◆ **Kutipan untuk Dibaca**:
_____
Dalam memilih subyek film harus diseleksi secara teliti dan dilakukan
pendekatan yang baik. Ada beberapa kemungkinan yang menjadi dasar untuk
memilih subyek. Subyek film dokumenter dapat berhubungan dengan sejarah,
mitos atau legenda, sosial budaya, sosial ekonomi, atau yang lainnya. Peran serta
secara langsung dari subjek dalam permasalahan yang diangkat di dalam film
mempunyai kekuatan yang sangat besar. Pertimbangan yang diambil ketika
memilih suatu subyek adalah bukan hanya karena kebetulan semata tetapi melalui
proses yang panjang, melalui penelitian dan melalui proses yang panjang, melalui
penelitian dan memiliki dasar pemikiran yang kuat. Dalam sebuah film
dokumenter, apa yang disajikan mengandung subyektifitas pembuatnya, dalam
arti sikap atau opini pembuat film terhadap realita yang didokumentasikannya.
Beberapa langkah yang dapat dilakukan untuk membantu menemukan
subyek yang tepat sesuai dengan cerita adalah : Dengan mengacu pada hasil riset,
17 Fred wibowo, dasar – dasar produksi program televisi, Grasindo, Jakarta, 1997, hal 20.
penulis dan sutradara dapat menganalisis: Apakah subjek yang dipilih sudah tepat
sebagai pemeran atau sebagai narasumber; Menentukan apakah peran tokoh ini
sebagai informan cukup penting, serta apakah mampu mengekspresikan tema dan
memberikan unsur dramatic; Apabila peran subjek hanya sebagai narasumber,
apakah cukup menampilkannya melalui komentar atau narasi ( off screen )
dilengkapi dengan ilustrasi gambar; Jika mengenai suatu aksi, penulis harus
menganalisis : apakah aksi subyek tersebut perlu ditampilkan dalam cerita atau
tidak. Jika menyangkut sejumlah aksi, sutradara harus tepat dalam memilih aksi
mana yang perlu ditampilkan.
Teori film mengatakan bahwa setiap penonton akan mengidentifikasikan
dirinya dengan salah satu tokoh di dalam film. Hal ini terjadi karena simpati atau
semacam pengenalan diri ( identitas ) dari penonton itu sendiri, yang
sesungguhnya tidak disadari. Beranjak dari teori ini, tidak ada salahnya
menggunakan pendekatan model ini dalam memilih tokoh untuk membangun
karakter yang akan dimunculkan.
_____
◆ **Data yang Disediakan**:
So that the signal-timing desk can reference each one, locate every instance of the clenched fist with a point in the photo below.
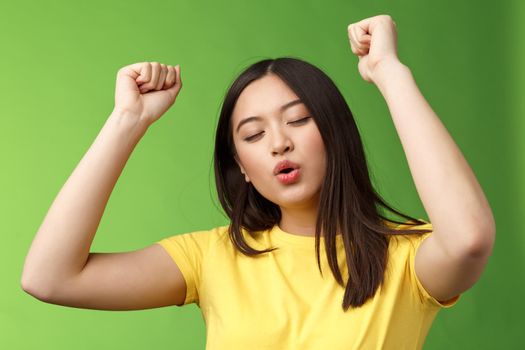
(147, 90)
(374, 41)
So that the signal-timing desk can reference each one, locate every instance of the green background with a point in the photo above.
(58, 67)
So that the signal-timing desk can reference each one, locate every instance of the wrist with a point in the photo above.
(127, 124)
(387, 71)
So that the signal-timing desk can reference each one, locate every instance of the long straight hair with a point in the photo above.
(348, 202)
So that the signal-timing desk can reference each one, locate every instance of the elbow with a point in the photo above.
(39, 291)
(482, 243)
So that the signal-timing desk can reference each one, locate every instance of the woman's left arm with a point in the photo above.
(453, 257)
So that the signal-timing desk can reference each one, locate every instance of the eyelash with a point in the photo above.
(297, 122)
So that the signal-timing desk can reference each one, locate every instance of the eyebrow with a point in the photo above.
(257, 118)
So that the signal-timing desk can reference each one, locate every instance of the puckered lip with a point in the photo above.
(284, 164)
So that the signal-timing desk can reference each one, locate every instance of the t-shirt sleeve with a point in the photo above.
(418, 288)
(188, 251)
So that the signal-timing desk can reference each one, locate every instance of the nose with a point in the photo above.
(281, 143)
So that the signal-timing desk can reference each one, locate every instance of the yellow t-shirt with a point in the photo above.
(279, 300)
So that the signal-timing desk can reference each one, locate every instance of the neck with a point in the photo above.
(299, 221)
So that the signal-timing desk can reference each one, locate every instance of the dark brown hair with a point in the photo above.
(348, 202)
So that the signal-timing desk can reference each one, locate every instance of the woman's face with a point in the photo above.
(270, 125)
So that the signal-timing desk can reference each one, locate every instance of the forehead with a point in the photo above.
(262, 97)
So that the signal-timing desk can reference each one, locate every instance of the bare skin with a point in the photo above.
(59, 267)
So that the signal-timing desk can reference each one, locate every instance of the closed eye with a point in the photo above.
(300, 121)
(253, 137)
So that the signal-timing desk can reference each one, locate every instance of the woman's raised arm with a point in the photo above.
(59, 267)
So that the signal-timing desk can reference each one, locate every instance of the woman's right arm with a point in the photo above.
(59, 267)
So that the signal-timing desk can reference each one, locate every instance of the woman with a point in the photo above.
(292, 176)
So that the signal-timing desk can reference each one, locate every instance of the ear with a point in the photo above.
_____
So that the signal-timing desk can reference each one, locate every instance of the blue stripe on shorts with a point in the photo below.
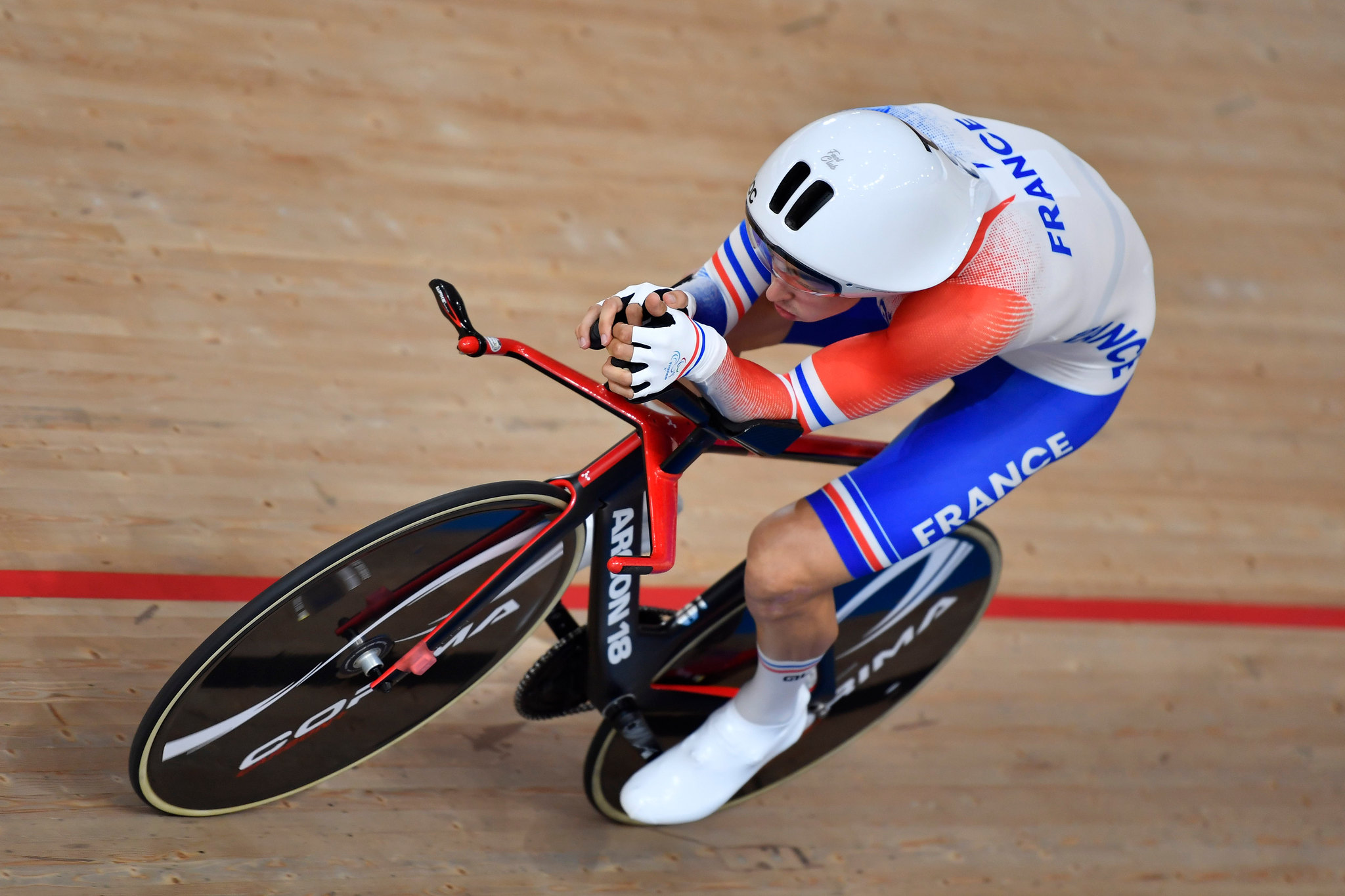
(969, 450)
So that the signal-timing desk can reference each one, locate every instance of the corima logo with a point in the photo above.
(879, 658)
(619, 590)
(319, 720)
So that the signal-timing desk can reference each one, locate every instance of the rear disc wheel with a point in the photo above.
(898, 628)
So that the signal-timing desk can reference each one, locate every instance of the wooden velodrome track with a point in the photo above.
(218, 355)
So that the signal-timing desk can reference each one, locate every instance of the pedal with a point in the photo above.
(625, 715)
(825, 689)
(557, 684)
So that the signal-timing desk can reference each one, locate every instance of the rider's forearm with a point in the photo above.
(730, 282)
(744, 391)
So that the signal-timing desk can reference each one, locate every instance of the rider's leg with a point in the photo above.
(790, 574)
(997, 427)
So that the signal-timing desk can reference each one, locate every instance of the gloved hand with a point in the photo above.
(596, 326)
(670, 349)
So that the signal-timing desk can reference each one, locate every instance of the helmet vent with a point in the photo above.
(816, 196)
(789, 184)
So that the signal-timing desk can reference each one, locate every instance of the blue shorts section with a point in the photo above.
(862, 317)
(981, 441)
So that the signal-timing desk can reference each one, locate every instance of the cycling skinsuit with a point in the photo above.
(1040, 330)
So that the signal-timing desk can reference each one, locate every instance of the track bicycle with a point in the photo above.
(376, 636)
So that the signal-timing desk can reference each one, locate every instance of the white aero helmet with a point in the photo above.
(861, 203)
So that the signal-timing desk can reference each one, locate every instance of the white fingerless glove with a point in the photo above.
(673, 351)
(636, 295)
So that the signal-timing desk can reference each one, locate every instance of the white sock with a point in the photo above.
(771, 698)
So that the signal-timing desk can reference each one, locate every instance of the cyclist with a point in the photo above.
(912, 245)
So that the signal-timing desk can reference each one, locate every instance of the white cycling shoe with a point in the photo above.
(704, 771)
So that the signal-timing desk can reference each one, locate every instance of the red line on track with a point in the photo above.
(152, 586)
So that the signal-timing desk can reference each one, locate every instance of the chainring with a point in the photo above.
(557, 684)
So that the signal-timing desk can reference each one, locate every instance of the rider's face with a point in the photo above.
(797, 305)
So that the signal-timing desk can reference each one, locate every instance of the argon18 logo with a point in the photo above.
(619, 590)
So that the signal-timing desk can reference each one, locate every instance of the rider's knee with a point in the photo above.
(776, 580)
_____
◆ **Perintah Tugas A**:
Jawablah pertanyaan berikut berdasarkan kutipan tentang pemilihan subjek film dokumenter.
(i) Dengan hal apa saja subjek film dokumenter dapat berhubungan?
(ii) Apa yang terkandung dalam hal yang disajikan sebuah film dokumenter?
(iii) Menurut teori film, dengan apa setiap penonton akan mengidentifikasikan dirinya?
◆ **Perintah Tugas B**: Tolong jelaskan dalam satu sampai tiga kalimat mengapa, menurut kutipan tentang pemilihan subjek film dokumenter, setiap penonton mengidentifikasikan dirinya dengan salah satu tokoh di dalam film.

◆ **Hasil A**:
(i) Sejarah, mitos atau legenda, sosial budaya, sosial ekonomi, atau yang lainnya.
(ii) Subjektivitas pembuatnya, yaitu sikap atau opini pembuat film terhadap realita yang didokumentasikannya.
(iii) Dengan salah satu tokoh di dalam film.

◆ **Hasil B**: Hal itu terjadi karena simpati atau semacam pengenalan diri (identitas) dari penonton itu sendiri. Pengenalan diri ini sesungguhnya tidak disadari oleh penonton.